_Source text_
+===+

New Zealand reached a milestone in its battle against coronavirus today; for the first time since the pandemic prompted a total lockdown, there are no patients in hospitals being treated for Covid-19.
"Currently, there is nobody in hospital with Covid-19 following the discharge of a person from Middlemore Hospital," said Dr. Ashley Bloomfield, the Director-General of Health, at a press conference today.
"We've had a number of people in hospital -- never a big number, but I think this is the first time in a couple of months we haven't had someone in hospital. That's another good position to be in."
There are still 21 active cases, but they are not hospitalized at this time, he said.
There were also no new deaths reported today, and no new cases for the fifth consecutive day, he said.
The country now has 1,504 cases and 21 deaths, according to a tally by Johns Hopkins University.
The New Zealand timeline: Prime Minister Jacinda Ardern first announced on March 14 that incoming travelers would need to self isolate for two weeks. At the time, the country had six cases.

+===+

_Data for review_

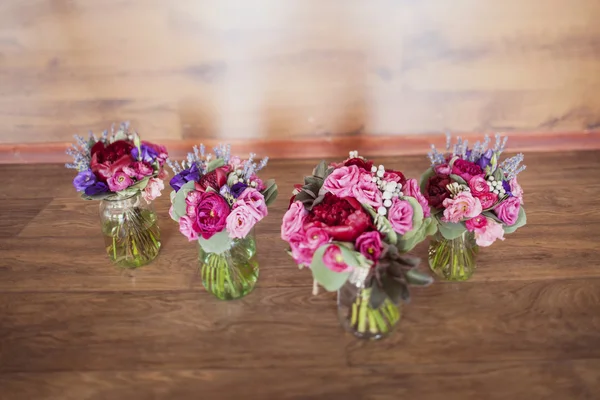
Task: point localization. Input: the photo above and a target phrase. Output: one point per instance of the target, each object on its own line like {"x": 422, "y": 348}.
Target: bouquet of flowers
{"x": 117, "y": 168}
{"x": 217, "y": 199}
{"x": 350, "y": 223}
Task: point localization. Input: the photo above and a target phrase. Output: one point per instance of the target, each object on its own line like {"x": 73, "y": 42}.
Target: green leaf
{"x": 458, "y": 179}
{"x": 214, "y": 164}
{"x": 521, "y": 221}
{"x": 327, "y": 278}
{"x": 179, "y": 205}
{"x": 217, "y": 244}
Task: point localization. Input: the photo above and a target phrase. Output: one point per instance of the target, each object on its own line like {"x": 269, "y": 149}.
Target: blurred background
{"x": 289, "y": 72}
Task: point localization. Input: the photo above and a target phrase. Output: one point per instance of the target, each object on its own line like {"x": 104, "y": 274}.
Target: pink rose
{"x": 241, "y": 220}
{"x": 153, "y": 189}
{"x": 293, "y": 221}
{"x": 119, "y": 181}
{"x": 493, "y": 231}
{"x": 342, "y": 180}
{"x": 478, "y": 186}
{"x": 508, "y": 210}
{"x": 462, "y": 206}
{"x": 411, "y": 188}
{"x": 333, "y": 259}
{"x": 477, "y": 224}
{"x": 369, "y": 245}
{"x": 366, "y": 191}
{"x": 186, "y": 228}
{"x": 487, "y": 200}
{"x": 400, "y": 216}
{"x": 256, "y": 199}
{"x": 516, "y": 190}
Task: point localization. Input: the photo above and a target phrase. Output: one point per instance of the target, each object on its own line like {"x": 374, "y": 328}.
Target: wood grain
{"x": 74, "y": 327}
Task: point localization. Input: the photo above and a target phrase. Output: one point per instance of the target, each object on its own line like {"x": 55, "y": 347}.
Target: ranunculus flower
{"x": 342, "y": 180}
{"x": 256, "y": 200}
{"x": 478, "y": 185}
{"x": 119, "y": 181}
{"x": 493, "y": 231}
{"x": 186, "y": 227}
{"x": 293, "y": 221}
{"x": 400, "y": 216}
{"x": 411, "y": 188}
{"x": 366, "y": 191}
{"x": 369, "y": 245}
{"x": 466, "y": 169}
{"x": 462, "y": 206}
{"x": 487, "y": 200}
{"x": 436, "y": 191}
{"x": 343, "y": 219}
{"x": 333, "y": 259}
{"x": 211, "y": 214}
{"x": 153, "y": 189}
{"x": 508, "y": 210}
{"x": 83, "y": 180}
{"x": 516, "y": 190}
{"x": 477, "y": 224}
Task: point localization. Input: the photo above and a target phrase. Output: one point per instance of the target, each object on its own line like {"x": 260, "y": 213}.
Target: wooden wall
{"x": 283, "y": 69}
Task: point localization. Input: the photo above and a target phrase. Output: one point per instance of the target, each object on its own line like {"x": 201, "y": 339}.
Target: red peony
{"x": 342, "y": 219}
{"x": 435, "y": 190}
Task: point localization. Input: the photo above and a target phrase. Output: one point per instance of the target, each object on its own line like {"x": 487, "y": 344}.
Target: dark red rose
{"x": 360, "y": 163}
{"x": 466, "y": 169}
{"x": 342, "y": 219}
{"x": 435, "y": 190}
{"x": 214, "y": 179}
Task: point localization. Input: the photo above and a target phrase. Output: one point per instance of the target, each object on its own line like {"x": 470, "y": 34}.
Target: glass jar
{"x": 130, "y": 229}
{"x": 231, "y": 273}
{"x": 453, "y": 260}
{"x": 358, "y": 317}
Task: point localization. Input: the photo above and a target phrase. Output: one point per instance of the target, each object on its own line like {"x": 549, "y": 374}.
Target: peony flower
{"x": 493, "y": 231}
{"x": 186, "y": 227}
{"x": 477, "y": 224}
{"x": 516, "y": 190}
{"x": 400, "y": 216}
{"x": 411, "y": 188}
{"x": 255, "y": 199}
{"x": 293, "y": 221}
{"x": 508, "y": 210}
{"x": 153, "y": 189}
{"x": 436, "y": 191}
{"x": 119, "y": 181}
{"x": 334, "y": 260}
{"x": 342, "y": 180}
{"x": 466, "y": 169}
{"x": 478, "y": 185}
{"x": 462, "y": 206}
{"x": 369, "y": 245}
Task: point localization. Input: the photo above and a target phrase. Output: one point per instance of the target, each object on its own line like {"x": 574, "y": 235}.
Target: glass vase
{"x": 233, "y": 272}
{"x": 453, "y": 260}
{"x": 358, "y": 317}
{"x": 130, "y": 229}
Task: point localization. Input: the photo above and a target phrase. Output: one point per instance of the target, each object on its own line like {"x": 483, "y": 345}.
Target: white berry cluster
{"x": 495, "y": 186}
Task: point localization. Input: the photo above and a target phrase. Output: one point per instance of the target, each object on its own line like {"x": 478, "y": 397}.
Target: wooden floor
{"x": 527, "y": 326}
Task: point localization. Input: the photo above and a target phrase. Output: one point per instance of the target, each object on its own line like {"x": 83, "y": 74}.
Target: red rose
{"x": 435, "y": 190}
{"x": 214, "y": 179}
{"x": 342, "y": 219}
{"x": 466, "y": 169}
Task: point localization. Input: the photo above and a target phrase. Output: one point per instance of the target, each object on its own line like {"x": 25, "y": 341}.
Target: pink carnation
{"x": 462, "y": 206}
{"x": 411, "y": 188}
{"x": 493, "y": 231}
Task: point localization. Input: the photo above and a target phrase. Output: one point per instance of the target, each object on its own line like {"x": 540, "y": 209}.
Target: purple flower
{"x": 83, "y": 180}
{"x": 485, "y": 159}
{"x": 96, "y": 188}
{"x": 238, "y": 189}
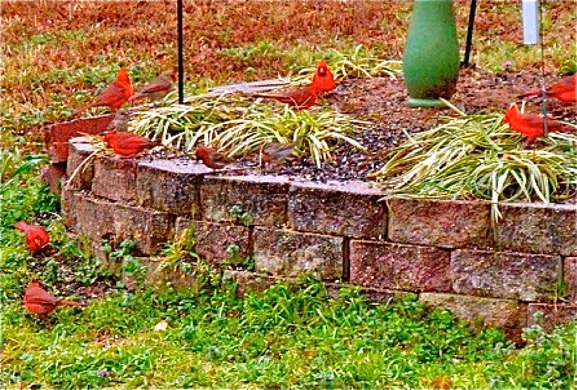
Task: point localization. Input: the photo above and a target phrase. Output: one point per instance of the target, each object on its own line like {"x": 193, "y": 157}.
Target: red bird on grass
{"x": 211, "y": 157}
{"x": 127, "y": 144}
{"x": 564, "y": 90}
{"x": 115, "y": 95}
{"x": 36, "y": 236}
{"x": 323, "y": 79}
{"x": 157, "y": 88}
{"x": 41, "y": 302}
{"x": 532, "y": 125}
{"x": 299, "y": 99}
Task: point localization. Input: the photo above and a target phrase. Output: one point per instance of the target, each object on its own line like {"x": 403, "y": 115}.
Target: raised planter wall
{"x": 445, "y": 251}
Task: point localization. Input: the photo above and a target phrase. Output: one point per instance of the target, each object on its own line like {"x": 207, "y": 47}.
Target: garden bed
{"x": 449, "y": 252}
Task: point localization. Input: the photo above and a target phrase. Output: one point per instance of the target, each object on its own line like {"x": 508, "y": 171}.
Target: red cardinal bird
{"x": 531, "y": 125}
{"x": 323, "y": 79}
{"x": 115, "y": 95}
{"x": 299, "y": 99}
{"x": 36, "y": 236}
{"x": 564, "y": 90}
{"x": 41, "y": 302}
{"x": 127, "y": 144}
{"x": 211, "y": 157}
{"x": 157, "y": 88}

+===+

_Problems to solve_
- A) According to the New Zealand coronavirus report, why is nobody in hospital with Covid-19? Answer in one to three sentences.
- B) Pick up the New Zealand coronavirus report after its final sentence and carry it forward.

_Results for each task_
- A) Nobody is in hospital because a person was discharged from Middlemore Hospital, as Dr. Ashley Bloomfield said at the press conference. The 21 remaining active cases are not hospitalized at this time.

- B)
When, on March 19, Ardern banned foreigners from entering the country, there were 28 confirmed cases.
And on March 23, when Ardern announced that the country was going into full lockdown, there were 102 confirmed cases -- and no deaths.
The tough measures seem to have paid off: The country was able to ease restrictions starting May 14, reopening businesses and public spaces in gradual phases.
People are now able to go back to bars, exercise in parks, and return to school.
But Bloomfield warned residents today to continue taking precautions like social distancing when possible. The country remains in Alert Level 2, which indicates the disease is contained but there is still risk of community transmission.